## Tantangan 1
Tuliskan kembali bagian ulasan pameran lukisan di bawah ini, dari "Kecenderungan untuk rindu" sampai dengan "dipadankan dengan realitas keseharian.", termasuk kedua batas itu.
## Tantangan 2
Sambung ulasan pameran lukisan di bawah ini, mulai sesudah kalimat terakhirnya.

Karya bertajuk Harmoni Dalam Seri 7, umpamanya, bagai sebuah “pengingat” kerinduannya pada lingkungan Minangkabau yang telah menjadi masa lalunya. Rimbunnya hutan atau pepohonan, baginya, bisa menjadi ingatan sosial untuk menggagas kembali “gerakan” untuk peduli pada kelestarian alam. Pencapaian estetik ini kian kuat dibanding pada pameran tunggalnya, Ritus Daun, 2004 lalu. Sekarang lebih substansial dalam menyeleksi obyek sebagai “alat bicara”.

Kecenderungan untuk rindu pada alam juga masih kuat menempel dalam karya-karya Febri Antoni. Lukisan berjudul Siang Malam, Kantong-kantong Lebah, atau Kepompong, adalah bagian dari pengamatan sekaligus kerinduannya pada alam yang menginspirasi karyanya.

Simplifikasi Bentuk

Konsep penyederhanaan bentuk dalam bingkai abstraktif mengemuka pada karya Zulfa Hendra. Esensi obyek yang terlihat secara kasat mata di alam diserap dan diterjemahkan ulang lewat obyek-obyek “amorphous” yang aneh tapi menyiratkan keheningan. Warna-warnanya yang lembut mempersuasi penonton untuk mengasosiasikan dengan realitas keseharian. Zulfa bagai “menggoda” penonton dengan menyodorkan realitas yang terkuak dari ruang batinnya untuk dipadankan dengan realitas keseharian.

Kecenderungan menghadirkan “kesenyapan” itu berbeda ketimbang kecenderungan Gusmen Heriadi. Setelah periode abstrak berteksturnya “selesai”, kini suntuk pada tema lanskap kota. Gusmen teliti menggambarkan lanskap kota yang riuh dengan bangunan menutup seluruh tanah, dan hanya menyisakan sebuah sungai kecil di tengahnya berbentuk tanda tanya. Lihat lukisan What. Ini adalah karya bergagasan cerdas dalam membidik problem perkotaan yang kini begitu seksi dalam perbincangan. Kota yang riuh digambarkannya sebagai lanskap senyap dan asing. Inilah representasi dunia batin perupa yang merasakan kota sebagai entitas yang dehumanis. Sedang Zulkarnaini, seperti Saftari, juga menghadirkan simplifikasi yang “sublim”. Obyek bendanya relatif lebih “ekstrem” dengan permainan tekstur tebal untuk memberi penekanan atas obyek tersebut. “Ekstremitas” terletak pada keberanian untuk menampilkan obyek tunggal yang bersahaja dengan warna tunggal (monochrome). Zulkarnaini “nekad” mempersuasi penglihatan penonton untuk mencermati obyek sahaja itu. Ada obyek tentang rumah dalam Home Sweet Home.

## Materi Tersedia
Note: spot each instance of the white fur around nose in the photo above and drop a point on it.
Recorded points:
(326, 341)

## Jawaban Akhir 1
Kecenderungan untuk rindu pada alam juga masih kuat menempel dalam karya-karya Febri Antoni. Lukisan berjudul Siang Malam, Kantong-kantong Lebah, atau Kepompong, adalah bagian dari pengamatan sekaligus kerinduannya pada alam yang menginspirasi karyanya.

Simplifikasi Bentuk

Konsep penyederhanaan bentuk dalam bingkai abstraktif mengemuka pada karya Zulfa Hendra. Esensi obyek yang terlihat secara kasat mata di alam diserap dan diterjemahkan ulang lewat obyek-obyek “amorphous” yang aneh tapi menyiratkan keheningan. Warna-warnanya yang lembut mempersuasi penonton untuk mengasosiasikan dengan realitas keseharian. Zulfa bagai “menggoda” penonton dengan menyodorkan realitas yang terkuak dari ruang batinnya untuk dipadankan dengan realitas keseharian.

## Jawaban Akhir 2
Hal nyaris setara dilakukan oleh Yon Indra. Medium karyanya sangat berbeda dengan kawan-kawan Genta lainnya. Dia berupaya mengeksplorasi penglihatan manusia dengan menciptakan karya yang secara arbitrair bisa dikatakan optical ar t . Karyanya dari mika yang dikombinasikan bersama warna-warna tunggal untuk membentuk bidang-bidang lewat kalkulasi matematis. Dari permainan “logika matematis” itulah karyanya dapat direspons secara estetik bersama kemampuan optis manusia yang dinamis. Memang belum serinci Victor Vasarelly atau Bridget Riley. Atau M.C. Escher yang rumit dan terukur. Namun upaya memainkan bidang di dengan optical art itu justru memungkinkan kreasinya tersebut dapat diaplikasikan (sekaligus) sebagai benda fungsional. Saya kira ini bukan merendahkan derajat eksperimentasinya yang dilakukan dengan intens. Justru kelebihan tersendiri.

Meneropong ke Depan

Pameran inimenajadi ajang penting bagi kelompok Genta atau bagi publik. Bagi Genta, inilah etalase pencapaian dalam setengah tahun terakhir setelah pameran Oktober 2005 lalu. Belum banyak progresivitas yang dihasilkan. Tetapi gelagat untuk memberi fokus atas tema-tema yang digagas oleh masing-masing perupa mulai menguat. Ini bisa menjadi titik agenda persoalan yang seyogyanya terus dihembuskan. Misalnya berpameran dengan tema yang fokus sekaligus berusaha untuk membangun “ideologi kreatif” kelompok.

Sedang bagi publik, tuntutan terbesar dari kehadiran kelompok seni rupa, antara lain, adalah munculnya agenda “gerakan kreatif” yang mampu menembus jalan buntu (= kemapanan) yang selama ini dengan gampang terjadi dan ditemui. Kalau hal itu menjadi ruh dalam etos kreatif, kiranya Genta mampu menjadi kelompok seni rupa yang dituruti setiap langkah kreatifnya oleh (kelompok) seniman lain. Genta, atau ganto (kecil) namanya, tapi bisa gadang (besar) yang diperbuat dan dihasilkannya. Tergodakah, Genta?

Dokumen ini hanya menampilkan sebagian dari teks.